# Supplied text:
Can’t Get There From Here

R.E.M. – Can’t Get There From Here

I am on the train to Maine. Let me say that again. I AM ON THE TRAIN TO MAINE!!! I have waited 34 years for this day so I am just a little bit excited.

In 1983, my mother got a new job up in Maine and those of us still at home moved from our New York City suburb to a small town in Maine. Up to that point in my life I had never given public transportation much thought. Every kid I knew had a father who took the commuter train into the city to an office job. That’s what my dad had done up until my parents got divorced and his company transferred him to their LA office. My mother’s job situation had been bad and the cost of living in New York was high. Moving up to Maine for a better job and into a less expensive house came along at just the right time.

We’d spent our childhood summers at a tiny beach town up in Maine and I think my mother had dreams that life would become as idyllic as those summers had been. Those summers were idyllic. But summer in Maine and winter in Maine are two very different things. I can’t speak for my older and younger sister who made the move with me but I was not looking forward to moving at all. I was 15 and my mother’s rule about going into New York City had been that once you were 16, you could take the train into the city with a friend and without an adult, so long as the friend knew their way around and she knew where we were going and what we were doing. I was just a few months shy of my 16th birthday and suddenly the promise of that freedom was gone.

Life in Maine took some getting used to. It wasn’t just the snow and the fact that everyone looked like they walked out of the LL Bean catalog. We were city girls by the standards of the Mainers in our high school. We dressed differently, we listened to different music, I remember one kid commenting that he had never seen a girl wearing nail polish before I came to school. The place where I probably experienced the biggest culture shocks was in my German class. I’d taken Latin in New York but the Maine high school didn’t have a Latin class at the level I was at so I started over and took German 1. If you’ve ever taken a foreign language, you know that you start with very basic things. Our German teacher was a funny little man from an Austrian skiing village. Teaching us about the seasons he mentioned that spring in Austria and Germany came in March with gradually warmer temperatures and flowers starting to sprout and bloom. The other kids took this information in as if they’d never experienced spring before. Little did I know it was because they hadn’t, not in March and not gradually anyway. When we learned about different modes of transportation, he talked about how the cities are all connected by trains and how much people relied upon trains to get to work. One kid raised his hand and asked if that didn’t cause a lot of traffic jams with the cars having to stop for the trains to cross the streets to get to the station. I think that was the moment when I thought, holy shit, I am really living in East Bumfuck now. We had train tracks in town but only the occasional freight train would use them. The gates would come down and stop traffic so the long, lumbering freight trains could creak their way through. These kids had never seen passenger trains. Had never seen commuter trains with dedicated tracks and tunnels so they never needed to cross the roads.

# Instructions:
**A.** In the essay about moving to Maine, which language had the writer studied in New York before starting German 1?
**B.** Please rewrite the rows between the line holding "When you get a chance, could you detect the dog's face" and the line holding "[319,677,564,958]", inclusive, changing "snout" to "nose" and leaving all else unchanged. Return only those lines.

# Data supplied:

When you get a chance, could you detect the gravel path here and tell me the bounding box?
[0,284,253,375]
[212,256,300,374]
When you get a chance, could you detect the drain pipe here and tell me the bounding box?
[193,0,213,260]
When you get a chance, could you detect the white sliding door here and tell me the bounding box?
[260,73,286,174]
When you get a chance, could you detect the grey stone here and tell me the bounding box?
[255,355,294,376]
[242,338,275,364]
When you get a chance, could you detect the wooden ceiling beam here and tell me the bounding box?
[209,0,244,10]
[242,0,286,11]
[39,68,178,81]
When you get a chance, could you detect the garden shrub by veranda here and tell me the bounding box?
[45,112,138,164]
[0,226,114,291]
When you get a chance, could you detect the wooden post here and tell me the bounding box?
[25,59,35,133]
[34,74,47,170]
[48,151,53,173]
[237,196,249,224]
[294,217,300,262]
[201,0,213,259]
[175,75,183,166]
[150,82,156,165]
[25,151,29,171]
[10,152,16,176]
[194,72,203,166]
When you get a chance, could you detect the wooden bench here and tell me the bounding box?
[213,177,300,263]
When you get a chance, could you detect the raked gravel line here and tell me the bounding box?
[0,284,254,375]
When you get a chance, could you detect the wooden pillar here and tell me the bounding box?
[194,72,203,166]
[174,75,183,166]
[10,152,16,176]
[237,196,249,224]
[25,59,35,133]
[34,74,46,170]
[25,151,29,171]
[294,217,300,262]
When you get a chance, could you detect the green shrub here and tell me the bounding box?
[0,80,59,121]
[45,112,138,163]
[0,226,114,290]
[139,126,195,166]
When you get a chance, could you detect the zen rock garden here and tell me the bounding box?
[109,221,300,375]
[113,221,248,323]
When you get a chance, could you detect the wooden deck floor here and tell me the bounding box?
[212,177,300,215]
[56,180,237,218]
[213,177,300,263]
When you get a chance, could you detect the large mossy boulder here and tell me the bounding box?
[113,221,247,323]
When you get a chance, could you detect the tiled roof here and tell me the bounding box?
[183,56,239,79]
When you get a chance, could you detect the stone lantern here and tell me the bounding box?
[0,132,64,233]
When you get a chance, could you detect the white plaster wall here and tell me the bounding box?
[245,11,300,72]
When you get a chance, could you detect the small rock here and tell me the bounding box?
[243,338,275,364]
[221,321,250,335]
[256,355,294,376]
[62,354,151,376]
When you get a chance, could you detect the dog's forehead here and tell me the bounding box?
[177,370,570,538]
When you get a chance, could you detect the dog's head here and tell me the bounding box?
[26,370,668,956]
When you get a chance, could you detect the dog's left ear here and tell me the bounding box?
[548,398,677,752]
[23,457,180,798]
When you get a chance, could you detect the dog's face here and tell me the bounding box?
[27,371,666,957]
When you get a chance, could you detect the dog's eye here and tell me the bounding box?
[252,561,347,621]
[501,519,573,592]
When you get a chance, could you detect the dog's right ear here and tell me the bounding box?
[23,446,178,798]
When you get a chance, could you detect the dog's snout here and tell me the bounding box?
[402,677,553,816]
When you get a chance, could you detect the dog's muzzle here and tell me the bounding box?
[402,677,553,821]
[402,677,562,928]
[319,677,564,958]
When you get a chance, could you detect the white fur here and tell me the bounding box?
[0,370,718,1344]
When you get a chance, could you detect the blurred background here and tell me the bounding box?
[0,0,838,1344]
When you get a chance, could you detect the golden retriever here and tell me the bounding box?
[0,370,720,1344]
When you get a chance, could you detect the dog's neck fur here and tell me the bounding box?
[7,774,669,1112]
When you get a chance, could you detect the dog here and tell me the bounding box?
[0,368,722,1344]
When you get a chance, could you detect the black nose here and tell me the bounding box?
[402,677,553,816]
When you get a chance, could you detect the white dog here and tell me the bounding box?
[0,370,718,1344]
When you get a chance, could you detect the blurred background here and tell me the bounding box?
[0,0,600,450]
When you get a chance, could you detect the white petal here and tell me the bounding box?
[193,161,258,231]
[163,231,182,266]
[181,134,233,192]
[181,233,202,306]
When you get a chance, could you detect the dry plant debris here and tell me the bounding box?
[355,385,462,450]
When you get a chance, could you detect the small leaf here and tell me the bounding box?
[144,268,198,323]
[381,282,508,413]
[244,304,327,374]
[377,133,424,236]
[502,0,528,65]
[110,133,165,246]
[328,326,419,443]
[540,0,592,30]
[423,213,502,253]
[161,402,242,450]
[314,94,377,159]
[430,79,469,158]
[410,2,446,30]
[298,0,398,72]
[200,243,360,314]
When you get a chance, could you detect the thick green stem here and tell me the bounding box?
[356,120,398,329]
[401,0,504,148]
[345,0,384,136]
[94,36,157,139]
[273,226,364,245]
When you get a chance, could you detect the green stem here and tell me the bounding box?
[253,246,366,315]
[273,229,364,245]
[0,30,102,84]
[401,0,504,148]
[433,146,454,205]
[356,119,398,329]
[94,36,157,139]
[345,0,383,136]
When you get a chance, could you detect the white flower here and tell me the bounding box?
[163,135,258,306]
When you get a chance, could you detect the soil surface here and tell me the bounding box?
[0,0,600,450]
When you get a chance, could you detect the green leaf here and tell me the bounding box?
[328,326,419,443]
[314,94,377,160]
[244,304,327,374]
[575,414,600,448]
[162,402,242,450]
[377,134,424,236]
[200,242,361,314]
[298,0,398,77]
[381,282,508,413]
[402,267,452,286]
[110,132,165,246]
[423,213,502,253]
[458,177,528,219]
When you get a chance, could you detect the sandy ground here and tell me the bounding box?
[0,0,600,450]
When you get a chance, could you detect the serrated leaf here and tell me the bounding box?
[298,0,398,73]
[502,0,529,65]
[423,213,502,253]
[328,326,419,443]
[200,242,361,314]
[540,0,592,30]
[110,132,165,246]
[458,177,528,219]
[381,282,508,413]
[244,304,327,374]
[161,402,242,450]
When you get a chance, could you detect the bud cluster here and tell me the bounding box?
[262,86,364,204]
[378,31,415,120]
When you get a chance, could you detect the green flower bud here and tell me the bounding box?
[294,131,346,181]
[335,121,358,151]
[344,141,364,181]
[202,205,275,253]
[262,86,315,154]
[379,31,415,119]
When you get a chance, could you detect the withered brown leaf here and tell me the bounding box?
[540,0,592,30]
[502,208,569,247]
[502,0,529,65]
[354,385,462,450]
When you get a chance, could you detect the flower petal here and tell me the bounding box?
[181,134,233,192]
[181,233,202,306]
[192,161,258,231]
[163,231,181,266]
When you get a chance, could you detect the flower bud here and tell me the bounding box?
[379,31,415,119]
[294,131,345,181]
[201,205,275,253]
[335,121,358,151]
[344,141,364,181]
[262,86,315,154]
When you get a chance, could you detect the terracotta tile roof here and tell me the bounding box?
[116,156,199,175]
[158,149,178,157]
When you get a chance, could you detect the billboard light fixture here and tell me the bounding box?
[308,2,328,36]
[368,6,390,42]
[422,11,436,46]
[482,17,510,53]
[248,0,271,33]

# Solution set:
**A.** Latin.

**B.**
When you get a chance, could you detect the dog's face here and tell me the bounding box?
[27,371,666,957]
When you get a chance, could you detect the dog's eye here and tell me the bounding box?
[252,561,347,621]
[501,519,573,592]
When you get a chance, could you detect the dog's right ear here and tell me the bounding box?
[23,446,178,798]
When you get a chance, could you detect the dog's nose here and tell me the bounding box?
[402,677,553,816]
When you get a chance, could you detect the dog's muzzle here and tell me the bounding box?
[402,677,553,821]
[402,677,562,928]
[319,677,564,958]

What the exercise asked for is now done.